*Problems to work on*:
• a. Answer these questions from the how-it-works text:
(i) How often does the poller fetch the SEC's recent Form 4 Atom feed?
(ii) Where do malformed filings go?
(iii) What prevents duplicate alert emails?
• b. Update the how-it-works text between "There are four" and "talks to EDGAR.", inclusive, replacing "30 seconds" with "60 seconds".
• c. According to the how-it-works text, why does the public sample feed on the homepage match what users see inside?

*Text segment*:
※ ※ ※

HOW IT WORKS
From the SEC's website to your inbox.
There are four pieces of DEHY: a poller, a parser, a feed, and an alerter. Each one does one thing.
1. The poller
Every 30 seconds, the worker fetches the SEC's recent Form 4 Atom feed. New accessions — identified by their unique accession number — are enqueued for extraction. The poller is the only piece of DEHY that talks to EDGAR.
2. The parser
For each accession in the queue, the extraction worker fetches the Form 4 primary XML document and parses it through a strict Zod schema. Every field — shares, price, transaction code, ownership type — is validated before it lands in the database. Malformed filings go to a dead-letter queue with the original payload for diagnosis; they never silently disappear.
3. The feed
The web app reads from Postgres only. Server components render the feed on every request — no client-side data fetching, no stale cache. The same query that powers the dashboard powers the public sample feed on the homepage, so what you see in marketing is what you get inside.
4. The alerter
When a Form 4 lands, the extraction worker queries the watchlist for any user watching that issuer (by ticker or by CIK) and enqueues one alert job per match. The alert worker claims the delivery slot atomically — a unique constraint on (user_id, filing_id) prevents duplicate emails — and sends via Resend.
What this means in practice
- A typical filing lands in the feed in 20–50 seconds after publication.
- If you have an issuer on your watchlist, the email is in your inbox within a few seconds of the filing landing.
- If EDGAR is down or rate-limits us, we back off exponentially and catch up on recovery. No filings are lost — only delayed.

※ ※ ※

(Stored data)
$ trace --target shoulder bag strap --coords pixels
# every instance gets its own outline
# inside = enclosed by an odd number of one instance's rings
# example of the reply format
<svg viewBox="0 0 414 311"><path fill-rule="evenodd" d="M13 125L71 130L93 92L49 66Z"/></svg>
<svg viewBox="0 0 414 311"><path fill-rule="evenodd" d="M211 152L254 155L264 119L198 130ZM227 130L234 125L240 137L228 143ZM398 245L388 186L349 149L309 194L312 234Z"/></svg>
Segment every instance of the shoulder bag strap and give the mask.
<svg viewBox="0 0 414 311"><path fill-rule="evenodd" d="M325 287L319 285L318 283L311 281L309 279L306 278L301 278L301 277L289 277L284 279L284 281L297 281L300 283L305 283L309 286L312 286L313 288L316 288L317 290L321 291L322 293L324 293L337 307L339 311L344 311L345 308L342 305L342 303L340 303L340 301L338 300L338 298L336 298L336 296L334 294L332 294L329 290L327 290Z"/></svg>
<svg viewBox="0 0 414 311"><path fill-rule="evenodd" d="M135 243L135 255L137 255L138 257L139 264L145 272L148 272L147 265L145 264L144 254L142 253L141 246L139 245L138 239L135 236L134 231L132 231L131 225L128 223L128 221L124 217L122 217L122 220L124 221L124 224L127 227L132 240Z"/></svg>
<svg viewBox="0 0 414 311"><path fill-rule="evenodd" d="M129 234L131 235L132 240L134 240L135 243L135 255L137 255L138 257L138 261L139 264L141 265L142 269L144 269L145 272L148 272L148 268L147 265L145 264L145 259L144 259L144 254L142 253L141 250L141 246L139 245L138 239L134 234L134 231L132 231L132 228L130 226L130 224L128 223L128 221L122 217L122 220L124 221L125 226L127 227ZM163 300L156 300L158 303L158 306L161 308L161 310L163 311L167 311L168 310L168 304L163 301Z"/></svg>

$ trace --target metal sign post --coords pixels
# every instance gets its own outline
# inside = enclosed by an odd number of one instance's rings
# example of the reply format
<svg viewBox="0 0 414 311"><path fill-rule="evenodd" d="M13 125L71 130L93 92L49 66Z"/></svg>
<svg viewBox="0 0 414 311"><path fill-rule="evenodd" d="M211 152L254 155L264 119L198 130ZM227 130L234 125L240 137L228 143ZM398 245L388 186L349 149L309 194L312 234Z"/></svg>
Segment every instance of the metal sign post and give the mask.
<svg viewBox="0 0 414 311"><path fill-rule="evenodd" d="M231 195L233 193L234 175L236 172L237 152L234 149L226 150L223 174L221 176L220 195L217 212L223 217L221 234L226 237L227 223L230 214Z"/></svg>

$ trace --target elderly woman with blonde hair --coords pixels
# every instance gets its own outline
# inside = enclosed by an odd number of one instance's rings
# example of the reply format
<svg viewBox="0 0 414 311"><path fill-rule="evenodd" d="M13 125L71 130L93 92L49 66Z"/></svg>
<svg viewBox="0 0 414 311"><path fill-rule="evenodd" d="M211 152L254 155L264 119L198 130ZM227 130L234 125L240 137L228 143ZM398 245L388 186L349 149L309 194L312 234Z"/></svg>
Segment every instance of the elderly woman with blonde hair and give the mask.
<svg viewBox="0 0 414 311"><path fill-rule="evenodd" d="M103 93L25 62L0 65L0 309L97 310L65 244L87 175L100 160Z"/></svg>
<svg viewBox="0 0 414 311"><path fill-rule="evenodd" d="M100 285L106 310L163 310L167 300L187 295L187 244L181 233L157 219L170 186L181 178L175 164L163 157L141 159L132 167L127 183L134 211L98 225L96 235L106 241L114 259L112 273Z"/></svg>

※ ※ ※

*Outputs by task*:
• a.
(i) Every 30 seconds.
(ii) To a dead-letter queue, along with the original payload for diagnosis.
(iii) A unique constraint on (user_id, filing_id).

• b.
There are four pieces of DEHY: a poller, a parser, a feed, and an alerter. Each one does one thing.
1. The poller
Every 60 seconds, the worker fetches the SEC's recent Form 4 Atom feed. New accessions — identified by their unique accession number — are enqueued for extraction. The poller is the only piece of DEHY that talks to EDGAR.

• c. The dashboard and the public sample feed on the homepage are powered by the same query. What appears in marketing is therefore what users get inside.